● Task statement
Give only the number of lines in the records that contain the string "deck", treating case as significant.
============
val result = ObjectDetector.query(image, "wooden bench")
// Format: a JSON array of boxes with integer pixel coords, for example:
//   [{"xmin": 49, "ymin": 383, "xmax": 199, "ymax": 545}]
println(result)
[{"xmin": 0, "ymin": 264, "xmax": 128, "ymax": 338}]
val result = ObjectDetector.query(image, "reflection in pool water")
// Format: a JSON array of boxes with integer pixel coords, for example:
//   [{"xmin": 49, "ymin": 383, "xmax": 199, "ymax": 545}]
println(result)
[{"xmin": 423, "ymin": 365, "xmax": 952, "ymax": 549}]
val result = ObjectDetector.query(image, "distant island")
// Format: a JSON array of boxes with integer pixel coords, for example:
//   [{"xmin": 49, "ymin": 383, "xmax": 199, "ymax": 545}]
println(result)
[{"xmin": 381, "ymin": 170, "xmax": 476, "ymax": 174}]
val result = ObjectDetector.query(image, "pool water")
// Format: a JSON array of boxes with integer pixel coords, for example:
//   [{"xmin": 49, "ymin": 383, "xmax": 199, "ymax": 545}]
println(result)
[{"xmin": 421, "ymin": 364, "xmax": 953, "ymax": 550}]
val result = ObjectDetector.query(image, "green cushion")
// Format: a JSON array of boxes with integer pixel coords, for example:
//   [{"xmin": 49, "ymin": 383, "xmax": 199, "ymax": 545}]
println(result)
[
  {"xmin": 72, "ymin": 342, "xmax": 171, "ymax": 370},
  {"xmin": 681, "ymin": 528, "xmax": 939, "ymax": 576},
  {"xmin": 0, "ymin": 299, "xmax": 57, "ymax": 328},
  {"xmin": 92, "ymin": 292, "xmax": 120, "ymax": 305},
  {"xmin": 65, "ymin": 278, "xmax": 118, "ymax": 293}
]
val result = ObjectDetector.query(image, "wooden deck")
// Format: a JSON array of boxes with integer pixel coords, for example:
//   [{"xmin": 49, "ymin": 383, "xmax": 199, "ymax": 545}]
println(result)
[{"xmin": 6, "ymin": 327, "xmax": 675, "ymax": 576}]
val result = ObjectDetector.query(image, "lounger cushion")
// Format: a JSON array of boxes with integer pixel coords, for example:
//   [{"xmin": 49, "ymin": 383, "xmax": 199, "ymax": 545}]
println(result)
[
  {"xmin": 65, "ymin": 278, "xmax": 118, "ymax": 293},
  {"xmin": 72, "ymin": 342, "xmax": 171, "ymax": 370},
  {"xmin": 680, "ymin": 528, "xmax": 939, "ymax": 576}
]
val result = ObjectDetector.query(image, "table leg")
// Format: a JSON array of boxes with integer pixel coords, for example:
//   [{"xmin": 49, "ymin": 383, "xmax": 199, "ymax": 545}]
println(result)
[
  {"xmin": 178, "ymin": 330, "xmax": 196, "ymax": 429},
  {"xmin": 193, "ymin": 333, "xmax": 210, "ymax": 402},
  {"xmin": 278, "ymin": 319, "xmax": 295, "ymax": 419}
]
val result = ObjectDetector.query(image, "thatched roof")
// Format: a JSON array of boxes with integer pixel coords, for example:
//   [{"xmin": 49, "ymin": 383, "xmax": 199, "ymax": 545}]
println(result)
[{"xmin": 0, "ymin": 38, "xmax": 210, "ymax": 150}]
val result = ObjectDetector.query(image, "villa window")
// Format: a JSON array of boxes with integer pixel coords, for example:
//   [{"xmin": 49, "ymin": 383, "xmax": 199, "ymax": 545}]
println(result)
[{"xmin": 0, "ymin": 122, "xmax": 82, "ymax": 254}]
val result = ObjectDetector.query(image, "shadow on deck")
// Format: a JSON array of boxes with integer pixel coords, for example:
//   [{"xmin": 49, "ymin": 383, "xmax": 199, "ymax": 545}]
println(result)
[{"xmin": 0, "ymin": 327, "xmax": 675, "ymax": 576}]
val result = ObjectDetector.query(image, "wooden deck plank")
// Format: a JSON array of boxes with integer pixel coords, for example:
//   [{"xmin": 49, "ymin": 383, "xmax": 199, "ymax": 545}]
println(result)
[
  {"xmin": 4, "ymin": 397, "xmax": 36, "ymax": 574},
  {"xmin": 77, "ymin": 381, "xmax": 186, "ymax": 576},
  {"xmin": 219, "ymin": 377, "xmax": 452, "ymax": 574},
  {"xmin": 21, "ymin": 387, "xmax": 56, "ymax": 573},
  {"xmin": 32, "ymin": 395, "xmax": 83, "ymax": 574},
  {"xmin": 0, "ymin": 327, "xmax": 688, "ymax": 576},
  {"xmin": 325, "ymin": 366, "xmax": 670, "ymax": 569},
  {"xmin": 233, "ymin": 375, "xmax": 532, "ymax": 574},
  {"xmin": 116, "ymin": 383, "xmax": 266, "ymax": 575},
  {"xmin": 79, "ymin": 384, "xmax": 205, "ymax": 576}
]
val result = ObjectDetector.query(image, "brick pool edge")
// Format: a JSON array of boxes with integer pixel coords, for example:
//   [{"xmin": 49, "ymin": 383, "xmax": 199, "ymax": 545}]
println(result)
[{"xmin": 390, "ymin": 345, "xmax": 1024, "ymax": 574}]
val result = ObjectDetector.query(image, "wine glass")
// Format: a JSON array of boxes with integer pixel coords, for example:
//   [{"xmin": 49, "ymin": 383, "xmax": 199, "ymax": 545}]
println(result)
============
● Exercise output
3